EXERCISE DIRECTIONS: Find every line in the records that contains the string "gold" and copy each of those lines. Matching is case-sensitive.

RECORDS TO PROCESS:
____

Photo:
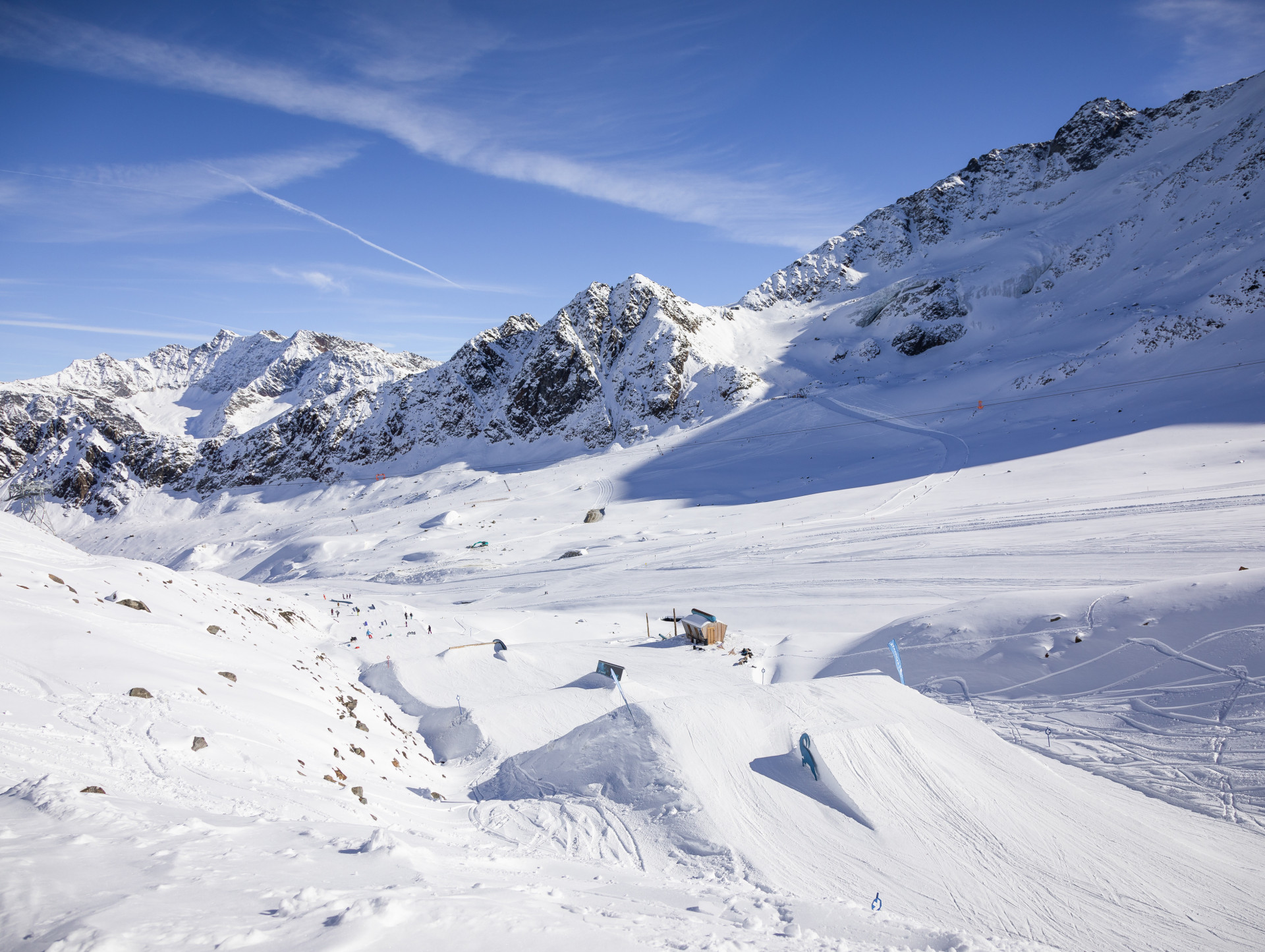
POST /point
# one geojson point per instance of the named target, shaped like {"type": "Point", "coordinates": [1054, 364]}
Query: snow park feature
{"type": "Point", "coordinates": [978, 487]}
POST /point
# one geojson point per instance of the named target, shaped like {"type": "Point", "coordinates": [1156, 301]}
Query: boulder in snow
{"type": "Point", "coordinates": [448, 518]}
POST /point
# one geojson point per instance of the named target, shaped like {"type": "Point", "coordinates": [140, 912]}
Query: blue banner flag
{"type": "Point", "coordinates": [896, 655]}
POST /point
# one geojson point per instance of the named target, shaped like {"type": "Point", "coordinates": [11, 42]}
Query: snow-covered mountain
{"type": "Point", "coordinates": [101, 429]}
{"type": "Point", "coordinates": [613, 364]}
{"type": "Point", "coordinates": [1127, 234]}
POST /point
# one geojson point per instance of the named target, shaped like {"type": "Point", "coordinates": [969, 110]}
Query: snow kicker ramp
{"type": "Point", "coordinates": [917, 802]}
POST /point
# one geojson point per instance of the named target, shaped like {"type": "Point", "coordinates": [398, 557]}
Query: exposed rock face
{"type": "Point", "coordinates": [1154, 208]}
{"type": "Point", "coordinates": [613, 364]}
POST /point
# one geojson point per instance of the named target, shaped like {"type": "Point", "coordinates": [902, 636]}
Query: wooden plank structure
{"type": "Point", "coordinates": [704, 629]}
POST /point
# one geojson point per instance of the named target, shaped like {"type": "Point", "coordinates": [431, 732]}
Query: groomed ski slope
{"type": "Point", "coordinates": [925, 806]}
{"type": "Point", "coordinates": [244, 843]}
{"type": "Point", "coordinates": [801, 554]}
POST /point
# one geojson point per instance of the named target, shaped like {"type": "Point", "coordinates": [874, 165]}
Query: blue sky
{"type": "Point", "coordinates": [497, 157]}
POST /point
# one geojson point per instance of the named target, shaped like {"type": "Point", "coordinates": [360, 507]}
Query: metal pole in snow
{"type": "Point", "coordinates": [625, 698]}
{"type": "Point", "coordinates": [896, 655]}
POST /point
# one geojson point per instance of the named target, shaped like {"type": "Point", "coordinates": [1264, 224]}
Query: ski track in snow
{"type": "Point", "coordinates": [957, 455]}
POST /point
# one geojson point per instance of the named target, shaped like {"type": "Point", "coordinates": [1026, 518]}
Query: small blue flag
{"type": "Point", "coordinates": [896, 654]}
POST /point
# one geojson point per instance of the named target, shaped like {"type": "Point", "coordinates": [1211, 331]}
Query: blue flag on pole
{"type": "Point", "coordinates": [896, 655]}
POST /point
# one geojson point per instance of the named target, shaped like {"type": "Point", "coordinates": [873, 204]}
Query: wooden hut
{"type": "Point", "coordinates": [704, 629]}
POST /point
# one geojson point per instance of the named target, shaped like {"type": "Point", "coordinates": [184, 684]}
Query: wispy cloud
{"type": "Point", "coordinates": [1222, 41]}
{"type": "Point", "coordinates": [758, 206]}
{"type": "Point", "coordinates": [113, 202]}
{"type": "Point", "coordinates": [53, 324]}
{"type": "Point", "coordinates": [318, 280]}
{"type": "Point", "coordinates": [362, 239]}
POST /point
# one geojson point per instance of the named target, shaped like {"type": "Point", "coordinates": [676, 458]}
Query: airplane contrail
{"type": "Point", "coordinates": [301, 210]}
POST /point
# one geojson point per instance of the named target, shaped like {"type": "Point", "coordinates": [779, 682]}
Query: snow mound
{"type": "Point", "coordinates": [936, 804]}
{"type": "Point", "coordinates": [447, 518]}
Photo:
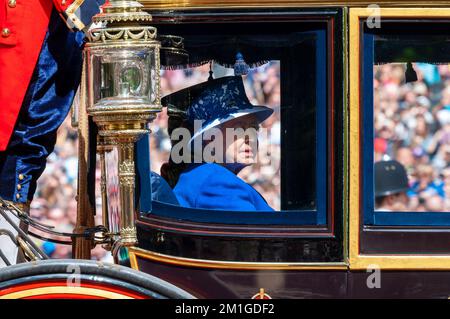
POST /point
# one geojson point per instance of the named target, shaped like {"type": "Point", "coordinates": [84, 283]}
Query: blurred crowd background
{"type": "Point", "coordinates": [412, 125]}
{"type": "Point", "coordinates": [54, 202]}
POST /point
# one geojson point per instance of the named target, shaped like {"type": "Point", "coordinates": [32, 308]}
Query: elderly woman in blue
{"type": "Point", "coordinates": [212, 182]}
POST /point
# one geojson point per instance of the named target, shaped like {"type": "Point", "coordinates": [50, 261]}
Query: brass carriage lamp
{"type": "Point", "coordinates": [123, 94]}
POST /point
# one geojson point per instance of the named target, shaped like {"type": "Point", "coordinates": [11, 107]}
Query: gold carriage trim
{"type": "Point", "coordinates": [359, 261]}
{"type": "Point", "coordinates": [65, 290]}
{"type": "Point", "coordinates": [196, 4]}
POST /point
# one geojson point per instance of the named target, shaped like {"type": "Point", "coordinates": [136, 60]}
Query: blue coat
{"type": "Point", "coordinates": [211, 186]}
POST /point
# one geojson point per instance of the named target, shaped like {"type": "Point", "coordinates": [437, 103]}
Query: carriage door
{"type": "Point", "coordinates": [296, 67]}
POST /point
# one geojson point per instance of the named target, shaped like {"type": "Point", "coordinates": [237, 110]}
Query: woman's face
{"type": "Point", "coordinates": [241, 140]}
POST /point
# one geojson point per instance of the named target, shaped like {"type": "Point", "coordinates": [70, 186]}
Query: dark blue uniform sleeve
{"type": "Point", "coordinates": [223, 191]}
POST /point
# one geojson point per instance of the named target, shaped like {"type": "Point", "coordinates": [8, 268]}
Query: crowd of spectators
{"type": "Point", "coordinates": [412, 125]}
{"type": "Point", "coordinates": [55, 204]}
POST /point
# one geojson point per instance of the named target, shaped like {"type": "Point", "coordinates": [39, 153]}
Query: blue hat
{"type": "Point", "coordinates": [217, 101]}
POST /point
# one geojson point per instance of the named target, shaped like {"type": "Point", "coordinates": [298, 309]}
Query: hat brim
{"type": "Point", "coordinates": [261, 113]}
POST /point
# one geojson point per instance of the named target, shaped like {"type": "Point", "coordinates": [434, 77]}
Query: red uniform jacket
{"type": "Point", "coordinates": [23, 24]}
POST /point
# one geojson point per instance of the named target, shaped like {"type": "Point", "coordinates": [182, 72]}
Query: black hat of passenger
{"type": "Point", "coordinates": [390, 178]}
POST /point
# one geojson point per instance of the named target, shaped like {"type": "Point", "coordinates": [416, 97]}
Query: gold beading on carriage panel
{"type": "Point", "coordinates": [358, 260]}
{"type": "Point", "coordinates": [226, 4]}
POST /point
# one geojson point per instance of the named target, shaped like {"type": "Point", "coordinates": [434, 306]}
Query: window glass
{"type": "Point", "coordinates": [407, 103]}
{"type": "Point", "coordinates": [288, 74]}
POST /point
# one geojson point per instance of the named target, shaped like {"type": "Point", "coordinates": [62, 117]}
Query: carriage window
{"type": "Point", "coordinates": [406, 98]}
{"type": "Point", "coordinates": [287, 74]}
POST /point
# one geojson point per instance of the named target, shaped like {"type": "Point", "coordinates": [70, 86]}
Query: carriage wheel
{"type": "Point", "coordinates": [82, 279]}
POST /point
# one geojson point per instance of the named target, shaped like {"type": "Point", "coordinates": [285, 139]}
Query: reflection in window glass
{"type": "Point", "coordinates": [412, 126]}
{"type": "Point", "coordinates": [262, 87]}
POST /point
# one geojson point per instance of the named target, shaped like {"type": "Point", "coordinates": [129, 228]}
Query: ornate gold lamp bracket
{"type": "Point", "coordinates": [123, 96]}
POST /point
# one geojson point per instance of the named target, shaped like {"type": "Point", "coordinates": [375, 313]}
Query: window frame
{"type": "Point", "coordinates": [388, 246]}
{"type": "Point", "coordinates": [331, 234]}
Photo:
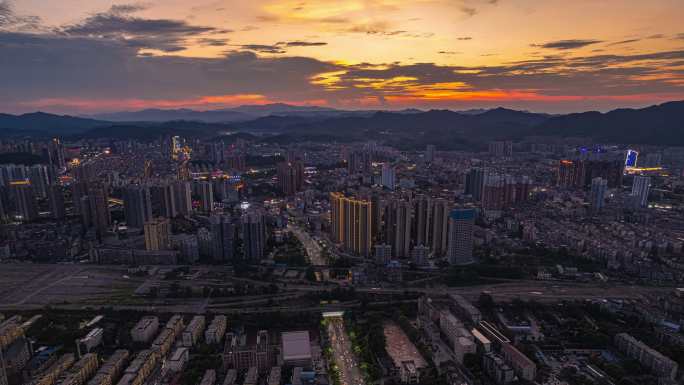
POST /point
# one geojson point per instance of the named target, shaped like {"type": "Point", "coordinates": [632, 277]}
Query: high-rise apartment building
{"type": "Point", "coordinates": [137, 205]}
{"type": "Point", "coordinates": [290, 177]}
{"type": "Point", "coordinates": [430, 153]}
{"type": "Point", "coordinates": [163, 200]}
{"type": "Point", "coordinates": [641, 187]}
{"type": "Point", "coordinates": [182, 194]}
{"type": "Point", "coordinates": [461, 227]}
{"type": "Point", "coordinates": [98, 203]}
{"type": "Point", "coordinates": [253, 235]}
{"type": "Point", "coordinates": [351, 223]}
{"type": "Point", "coordinates": [56, 201]}
{"type": "Point", "coordinates": [157, 234]}
{"type": "Point", "coordinates": [389, 176]}
{"type": "Point", "coordinates": [25, 200]}
{"type": "Point", "coordinates": [597, 195]}
{"type": "Point", "coordinates": [475, 183]}
{"type": "Point", "coordinates": [206, 192]}
{"type": "Point", "coordinates": [224, 236]}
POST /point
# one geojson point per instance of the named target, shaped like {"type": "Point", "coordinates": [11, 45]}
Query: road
{"type": "Point", "coordinates": [350, 374]}
{"type": "Point", "coordinates": [313, 249]}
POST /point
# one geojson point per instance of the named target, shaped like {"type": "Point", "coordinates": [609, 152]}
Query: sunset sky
{"type": "Point", "coordinates": [87, 56]}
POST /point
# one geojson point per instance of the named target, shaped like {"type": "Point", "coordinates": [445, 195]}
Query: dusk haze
{"type": "Point", "coordinates": [341, 192]}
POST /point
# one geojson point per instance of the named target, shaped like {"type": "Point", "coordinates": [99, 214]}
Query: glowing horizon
{"type": "Point", "coordinates": [94, 56]}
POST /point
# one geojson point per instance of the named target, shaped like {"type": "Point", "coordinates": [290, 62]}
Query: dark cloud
{"type": "Point", "coordinates": [567, 44]}
{"type": "Point", "coordinates": [305, 43]}
{"type": "Point", "coordinates": [61, 67]}
{"type": "Point", "coordinates": [124, 9]}
{"type": "Point", "coordinates": [211, 42]}
{"type": "Point", "coordinates": [263, 48]}
{"type": "Point", "coordinates": [280, 47]}
{"type": "Point", "coordinates": [469, 11]}
{"type": "Point", "coordinates": [10, 20]}
{"type": "Point", "coordinates": [89, 66]}
{"type": "Point", "coordinates": [5, 13]}
{"type": "Point", "coordinates": [118, 23]}
{"type": "Point", "coordinates": [628, 41]}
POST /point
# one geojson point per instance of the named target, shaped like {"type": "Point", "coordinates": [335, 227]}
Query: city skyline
{"type": "Point", "coordinates": [82, 57]}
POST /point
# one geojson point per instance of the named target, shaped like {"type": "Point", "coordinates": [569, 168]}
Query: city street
{"type": "Point", "coordinates": [313, 249]}
{"type": "Point", "coordinates": [350, 374]}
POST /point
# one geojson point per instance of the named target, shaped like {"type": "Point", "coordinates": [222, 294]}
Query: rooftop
{"type": "Point", "coordinates": [296, 345]}
{"type": "Point", "coordinates": [400, 348]}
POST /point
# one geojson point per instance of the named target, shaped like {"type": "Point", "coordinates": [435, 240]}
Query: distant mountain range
{"type": "Point", "coordinates": [660, 124]}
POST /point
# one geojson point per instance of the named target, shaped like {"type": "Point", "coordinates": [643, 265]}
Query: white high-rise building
{"type": "Point", "coordinates": [461, 227]}
{"type": "Point", "coordinates": [597, 196]}
{"type": "Point", "coordinates": [640, 189]}
{"type": "Point", "coordinates": [389, 176]}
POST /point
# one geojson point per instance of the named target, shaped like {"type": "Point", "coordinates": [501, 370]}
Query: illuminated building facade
{"type": "Point", "coordinates": [351, 223]}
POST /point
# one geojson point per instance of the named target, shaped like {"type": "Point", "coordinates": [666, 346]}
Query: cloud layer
{"type": "Point", "coordinates": [118, 59]}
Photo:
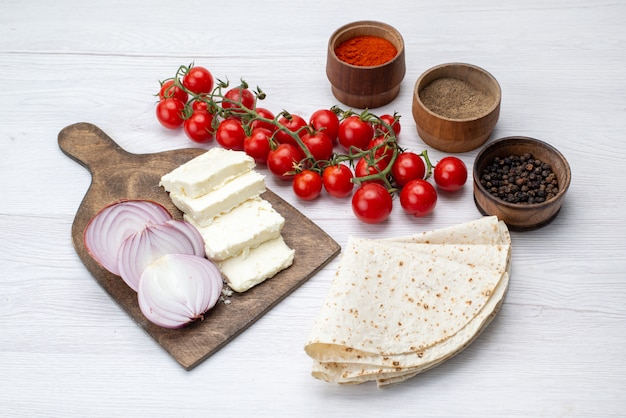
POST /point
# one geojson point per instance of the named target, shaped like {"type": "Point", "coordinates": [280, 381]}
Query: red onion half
{"type": "Point", "coordinates": [139, 250]}
{"type": "Point", "coordinates": [106, 232]}
{"type": "Point", "coordinates": [177, 289]}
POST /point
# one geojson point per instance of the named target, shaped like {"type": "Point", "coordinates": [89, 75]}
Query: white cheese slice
{"type": "Point", "coordinates": [257, 265]}
{"type": "Point", "coordinates": [207, 172]}
{"type": "Point", "coordinates": [203, 209]}
{"type": "Point", "coordinates": [246, 226]}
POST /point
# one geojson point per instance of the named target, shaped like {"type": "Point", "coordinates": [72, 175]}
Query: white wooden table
{"type": "Point", "coordinates": [67, 349]}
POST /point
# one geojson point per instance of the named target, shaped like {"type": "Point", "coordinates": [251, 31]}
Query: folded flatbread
{"type": "Point", "coordinates": [400, 306]}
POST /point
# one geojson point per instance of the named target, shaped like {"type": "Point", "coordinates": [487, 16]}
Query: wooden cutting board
{"type": "Point", "coordinates": [118, 174]}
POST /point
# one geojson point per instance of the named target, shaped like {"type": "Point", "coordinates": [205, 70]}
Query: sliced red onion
{"type": "Point", "coordinates": [106, 232]}
{"type": "Point", "coordinates": [177, 289]}
{"type": "Point", "coordinates": [139, 250]}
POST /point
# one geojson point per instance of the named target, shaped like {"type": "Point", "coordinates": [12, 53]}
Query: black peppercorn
{"type": "Point", "coordinates": [520, 179]}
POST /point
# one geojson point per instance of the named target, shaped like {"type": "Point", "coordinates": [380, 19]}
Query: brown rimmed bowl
{"type": "Point", "coordinates": [365, 87]}
{"type": "Point", "coordinates": [456, 135]}
{"type": "Point", "coordinates": [520, 217]}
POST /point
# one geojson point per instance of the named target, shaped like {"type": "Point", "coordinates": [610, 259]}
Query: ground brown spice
{"type": "Point", "coordinates": [455, 99]}
{"type": "Point", "coordinates": [366, 51]}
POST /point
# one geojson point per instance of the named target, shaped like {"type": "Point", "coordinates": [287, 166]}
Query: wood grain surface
{"type": "Point", "coordinates": [555, 349]}
{"type": "Point", "coordinates": [120, 175]}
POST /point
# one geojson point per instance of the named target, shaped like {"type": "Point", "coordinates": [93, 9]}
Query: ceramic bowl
{"type": "Point", "coordinates": [365, 87]}
{"type": "Point", "coordinates": [464, 130]}
{"type": "Point", "coordinates": [521, 216]}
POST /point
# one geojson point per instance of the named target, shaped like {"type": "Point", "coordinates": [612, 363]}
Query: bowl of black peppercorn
{"type": "Point", "coordinates": [521, 180]}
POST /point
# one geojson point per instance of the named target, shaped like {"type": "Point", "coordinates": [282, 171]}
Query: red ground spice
{"type": "Point", "coordinates": [366, 51]}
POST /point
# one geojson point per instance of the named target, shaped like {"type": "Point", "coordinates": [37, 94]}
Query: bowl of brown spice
{"type": "Point", "coordinates": [365, 64]}
{"type": "Point", "coordinates": [522, 180]}
{"type": "Point", "coordinates": [456, 106]}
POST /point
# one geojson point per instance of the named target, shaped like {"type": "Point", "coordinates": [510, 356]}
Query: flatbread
{"type": "Point", "coordinates": [400, 306]}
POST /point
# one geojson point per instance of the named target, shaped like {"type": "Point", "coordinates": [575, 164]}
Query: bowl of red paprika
{"type": "Point", "coordinates": [365, 64]}
{"type": "Point", "coordinates": [456, 106]}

____

TASK OUTPUT:
Query: gold carriage trim
Query: gold beading on carriage panel
Query: ornate gold lamp bracket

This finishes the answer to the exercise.